## [Your assignment]
Each record is to be repeated exactly as it stands below.

## [Region pointing data]
<<<<

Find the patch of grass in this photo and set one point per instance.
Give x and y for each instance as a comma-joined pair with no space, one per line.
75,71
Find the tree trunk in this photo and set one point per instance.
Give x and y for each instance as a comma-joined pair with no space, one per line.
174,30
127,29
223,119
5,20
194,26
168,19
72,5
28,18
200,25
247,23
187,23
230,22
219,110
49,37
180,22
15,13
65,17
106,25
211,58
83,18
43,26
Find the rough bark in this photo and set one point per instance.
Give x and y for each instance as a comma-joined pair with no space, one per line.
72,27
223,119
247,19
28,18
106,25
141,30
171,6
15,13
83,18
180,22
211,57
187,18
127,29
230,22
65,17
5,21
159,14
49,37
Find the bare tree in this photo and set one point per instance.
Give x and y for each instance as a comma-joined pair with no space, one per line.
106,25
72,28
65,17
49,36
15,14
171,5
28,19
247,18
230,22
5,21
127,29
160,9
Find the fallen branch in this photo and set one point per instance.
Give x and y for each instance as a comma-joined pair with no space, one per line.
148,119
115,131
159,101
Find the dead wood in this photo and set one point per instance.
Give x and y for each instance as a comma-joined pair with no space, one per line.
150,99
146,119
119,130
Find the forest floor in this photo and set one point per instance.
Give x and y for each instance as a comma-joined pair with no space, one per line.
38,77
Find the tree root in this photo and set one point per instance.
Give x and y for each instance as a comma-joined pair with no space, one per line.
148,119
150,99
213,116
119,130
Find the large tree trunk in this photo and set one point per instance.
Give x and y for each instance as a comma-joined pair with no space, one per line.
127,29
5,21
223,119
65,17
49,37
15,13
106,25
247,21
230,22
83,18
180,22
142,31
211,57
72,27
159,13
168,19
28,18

>>>>

## [Reply]
Find the patch of grass in this photo and set one point per instance.
Give x and y for each instance as a comma-joined pair with no space, one per line.
75,71
Find the tree trunk in this photo and set one point per instance.
Give x and y for each instance as a comma-joined pair with no space, one per line.
174,30
127,29
223,119
5,20
194,26
168,19
72,5
28,18
200,25
247,23
187,23
230,22
219,110
49,37
180,22
15,13
65,17
106,25
211,58
83,18
43,26
Find the rough bark in this photo and set one point per instance.
Give x and y for each instance as a comma-joined pair with no space, one per line.
72,27
223,119
247,19
28,18
106,25
141,30
171,6
15,13
83,18
180,22
211,57
187,18
127,29
230,22
65,17
5,21
159,14
49,37
Find the bare tree in this photo and set one point per instance.
Give x and y for each instance as a comma-joined pair with no space, one per line.
106,25
72,28
65,17
49,36
15,14
171,5
28,19
247,18
230,22
5,21
127,29
160,9
Find the fallen branch in this photo and set one point per instance.
Give x and y for each instance as a comma-joined pair with no space, one per line.
148,119
115,131
159,101
Find the dead wood in this photo and set one point per instance.
Give x and y for each instance as a comma-joined pair with no space, one per line.
150,99
146,119
119,130
Find the forest floor in this photo and set one point per instance.
Give x and y for each instance as a comma-joined pair with no space, one per line.
38,77
Find the tree root in this photo and set one point per instance.
Give x and y for each instance as a comma-joined pair with no space, one per line.
148,119
150,99
213,116
119,130
Find the large tree trunk in this photo and set one point per instance.
Give x and y for each instance as a comma-joined pair with no space, one per line.
127,29
5,21
223,119
65,17
49,37
15,13
106,25
247,21
230,22
83,18
180,22
142,31
211,57
72,27
159,13
168,19
28,18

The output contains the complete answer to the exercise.